=== TASK DESCRIPTION ===
Set down the data below without change, skipping the pictures it holds.
====
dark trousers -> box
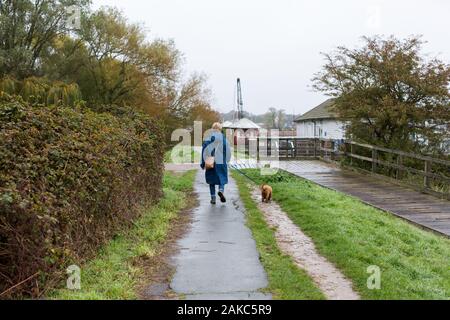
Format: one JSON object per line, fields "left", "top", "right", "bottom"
{"left": 209, "top": 184, "right": 225, "bottom": 198}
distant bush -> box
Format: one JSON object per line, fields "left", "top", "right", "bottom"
{"left": 0, "top": 94, "right": 164, "bottom": 298}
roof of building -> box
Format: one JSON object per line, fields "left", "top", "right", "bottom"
{"left": 222, "top": 121, "right": 233, "bottom": 128}
{"left": 223, "top": 118, "right": 261, "bottom": 129}
{"left": 294, "top": 98, "right": 337, "bottom": 122}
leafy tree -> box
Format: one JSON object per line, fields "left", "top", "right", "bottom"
{"left": 277, "top": 109, "right": 287, "bottom": 129}
{"left": 189, "top": 102, "right": 220, "bottom": 132}
{"left": 69, "top": 7, "right": 181, "bottom": 108}
{"left": 313, "top": 36, "right": 450, "bottom": 154}
{"left": 0, "top": 0, "right": 90, "bottom": 78}
{"left": 156, "top": 74, "right": 220, "bottom": 139}
{"left": 0, "top": 3, "right": 219, "bottom": 143}
{"left": 0, "top": 76, "right": 81, "bottom": 105}
{"left": 264, "top": 107, "right": 277, "bottom": 129}
{"left": 264, "top": 107, "right": 287, "bottom": 129}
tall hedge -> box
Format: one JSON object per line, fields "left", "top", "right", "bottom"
{"left": 0, "top": 94, "right": 164, "bottom": 297}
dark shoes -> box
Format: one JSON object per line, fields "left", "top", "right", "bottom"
{"left": 218, "top": 192, "right": 226, "bottom": 203}
{"left": 210, "top": 192, "right": 225, "bottom": 205}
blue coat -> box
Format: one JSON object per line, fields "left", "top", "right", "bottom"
{"left": 201, "top": 132, "right": 231, "bottom": 186}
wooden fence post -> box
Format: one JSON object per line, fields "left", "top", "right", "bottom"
{"left": 331, "top": 140, "right": 335, "bottom": 161}
{"left": 424, "top": 160, "right": 431, "bottom": 189}
{"left": 314, "top": 139, "right": 317, "bottom": 158}
{"left": 320, "top": 140, "right": 323, "bottom": 159}
{"left": 372, "top": 149, "right": 377, "bottom": 173}
{"left": 396, "top": 155, "right": 402, "bottom": 180}
{"left": 257, "top": 138, "right": 260, "bottom": 161}
{"left": 350, "top": 143, "right": 353, "bottom": 166}
{"left": 294, "top": 140, "right": 298, "bottom": 159}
====
=== SOLUTION BELOW ===
dark trousers -> box
Format: one JSON object per line, fields "left", "top", "right", "bottom"
{"left": 209, "top": 184, "right": 225, "bottom": 198}
distant bush -> box
Format: one JSON object per line, fields "left", "top", "right", "bottom"
{"left": 0, "top": 94, "right": 164, "bottom": 298}
roof of building -> box
Format: one JSON object per line, fields "left", "top", "right", "bottom"
{"left": 222, "top": 121, "right": 233, "bottom": 128}
{"left": 223, "top": 118, "right": 261, "bottom": 129}
{"left": 294, "top": 98, "right": 337, "bottom": 122}
leafy tree -> box
Format: one JSON object per line, fields "left", "top", "right", "bottom"
{"left": 277, "top": 109, "right": 287, "bottom": 129}
{"left": 189, "top": 102, "right": 220, "bottom": 132}
{"left": 69, "top": 7, "right": 181, "bottom": 108}
{"left": 313, "top": 36, "right": 450, "bottom": 154}
{"left": 0, "top": 0, "right": 90, "bottom": 78}
{"left": 156, "top": 74, "right": 220, "bottom": 139}
{"left": 0, "top": 3, "right": 219, "bottom": 143}
{"left": 0, "top": 76, "right": 81, "bottom": 105}
{"left": 264, "top": 107, "right": 277, "bottom": 129}
{"left": 264, "top": 107, "right": 287, "bottom": 129}
tall hedge -> box
Format: one JSON object per line, fields "left", "top", "right", "bottom"
{"left": 0, "top": 94, "right": 164, "bottom": 297}
dark shoes -> box
Format: one JSON object per line, fields "left", "top", "right", "bottom"
{"left": 218, "top": 192, "right": 226, "bottom": 203}
{"left": 210, "top": 192, "right": 225, "bottom": 205}
blue coat -> box
Format: one JSON object per line, fields "left", "top", "right", "bottom"
{"left": 201, "top": 132, "right": 231, "bottom": 186}
wooden fence post -> box
Format: one JSON object per line, fields "left", "top", "right", "bottom"
{"left": 331, "top": 140, "right": 335, "bottom": 161}
{"left": 424, "top": 160, "right": 431, "bottom": 189}
{"left": 314, "top": 139, "right": 317, "bottom": 158}
{"left": 320, "top": 140, "right": 323, "bottom": 159}
{"left": 372, "top": 149, "right": 377, "bottom": 173}
{"left": 396, "top": 155, "right": 402, "bottom": 180}
{"left": 257, "top": 138, "right": 260, "bottom": 161}
{"left": 350, "top": 143, "right": 353, "bottom": 166}
{"left": 294, "top": 140, "right": 298, "bottom": 159}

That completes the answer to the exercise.